* Task statement *
Repeat the listing lines between the line holding "-- sample [24,13]." and the line holding "Target: ceiling track light", inclusive, requests included. Scale every answer coordinate by 2.55 and round to whole numbers with halves going up, keeping the numbers in the requests unchanged.

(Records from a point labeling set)
┌────────

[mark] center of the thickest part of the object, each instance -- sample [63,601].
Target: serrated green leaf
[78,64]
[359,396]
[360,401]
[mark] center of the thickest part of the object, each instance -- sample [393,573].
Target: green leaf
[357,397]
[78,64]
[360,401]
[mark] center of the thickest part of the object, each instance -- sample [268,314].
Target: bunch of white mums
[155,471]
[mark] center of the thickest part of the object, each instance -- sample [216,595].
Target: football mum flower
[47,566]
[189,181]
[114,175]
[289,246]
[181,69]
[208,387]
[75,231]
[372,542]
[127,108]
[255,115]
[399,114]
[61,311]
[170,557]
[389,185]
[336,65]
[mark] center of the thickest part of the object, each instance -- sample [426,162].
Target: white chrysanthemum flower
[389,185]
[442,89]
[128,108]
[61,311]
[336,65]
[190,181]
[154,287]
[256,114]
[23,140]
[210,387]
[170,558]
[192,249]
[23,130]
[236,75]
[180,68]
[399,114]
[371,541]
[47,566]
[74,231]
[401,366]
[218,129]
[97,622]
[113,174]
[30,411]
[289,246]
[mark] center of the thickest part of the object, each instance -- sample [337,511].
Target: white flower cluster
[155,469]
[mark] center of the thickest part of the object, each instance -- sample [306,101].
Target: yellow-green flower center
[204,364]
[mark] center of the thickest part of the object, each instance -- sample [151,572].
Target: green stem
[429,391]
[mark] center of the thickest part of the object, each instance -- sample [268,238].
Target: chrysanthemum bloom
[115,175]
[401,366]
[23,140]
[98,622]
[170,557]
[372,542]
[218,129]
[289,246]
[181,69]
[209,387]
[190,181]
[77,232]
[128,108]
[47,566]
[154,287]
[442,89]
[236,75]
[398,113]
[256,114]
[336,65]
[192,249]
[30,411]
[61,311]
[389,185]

└────────
┌────────

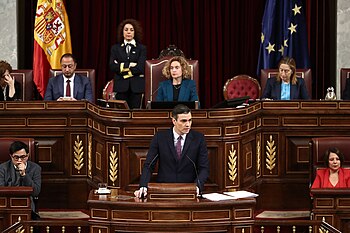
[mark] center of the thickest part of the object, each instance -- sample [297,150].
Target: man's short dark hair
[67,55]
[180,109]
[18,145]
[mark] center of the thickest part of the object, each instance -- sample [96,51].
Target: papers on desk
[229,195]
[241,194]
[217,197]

└────────
┌────────

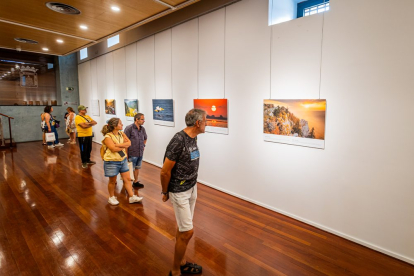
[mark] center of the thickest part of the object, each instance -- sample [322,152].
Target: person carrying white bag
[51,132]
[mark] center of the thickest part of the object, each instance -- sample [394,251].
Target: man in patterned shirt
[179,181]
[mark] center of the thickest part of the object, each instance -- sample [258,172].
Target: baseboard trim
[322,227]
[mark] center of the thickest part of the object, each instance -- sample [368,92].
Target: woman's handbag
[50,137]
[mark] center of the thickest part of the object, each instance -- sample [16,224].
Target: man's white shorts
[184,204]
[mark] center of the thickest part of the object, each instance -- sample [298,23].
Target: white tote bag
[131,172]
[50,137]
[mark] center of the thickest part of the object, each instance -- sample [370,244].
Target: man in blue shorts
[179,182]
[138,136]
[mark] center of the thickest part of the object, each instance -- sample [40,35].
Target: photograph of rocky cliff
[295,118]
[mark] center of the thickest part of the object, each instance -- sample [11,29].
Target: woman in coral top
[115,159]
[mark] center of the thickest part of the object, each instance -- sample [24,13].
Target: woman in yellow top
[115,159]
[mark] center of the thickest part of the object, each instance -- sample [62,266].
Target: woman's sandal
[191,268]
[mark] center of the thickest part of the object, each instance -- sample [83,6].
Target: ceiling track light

└────────

* The solution *
[mark] center of the thickest part of the object, each instance -- sample [24,13].
Target: woman in yellow top
[293,405]
[mark] center of the thickest part of the object, each instance -- sample [62,266].
Target: woman's sandal
[487,683]
[mark] center of the thickest part of the object, each instance -- sample [83,6].
Target: ceiling track light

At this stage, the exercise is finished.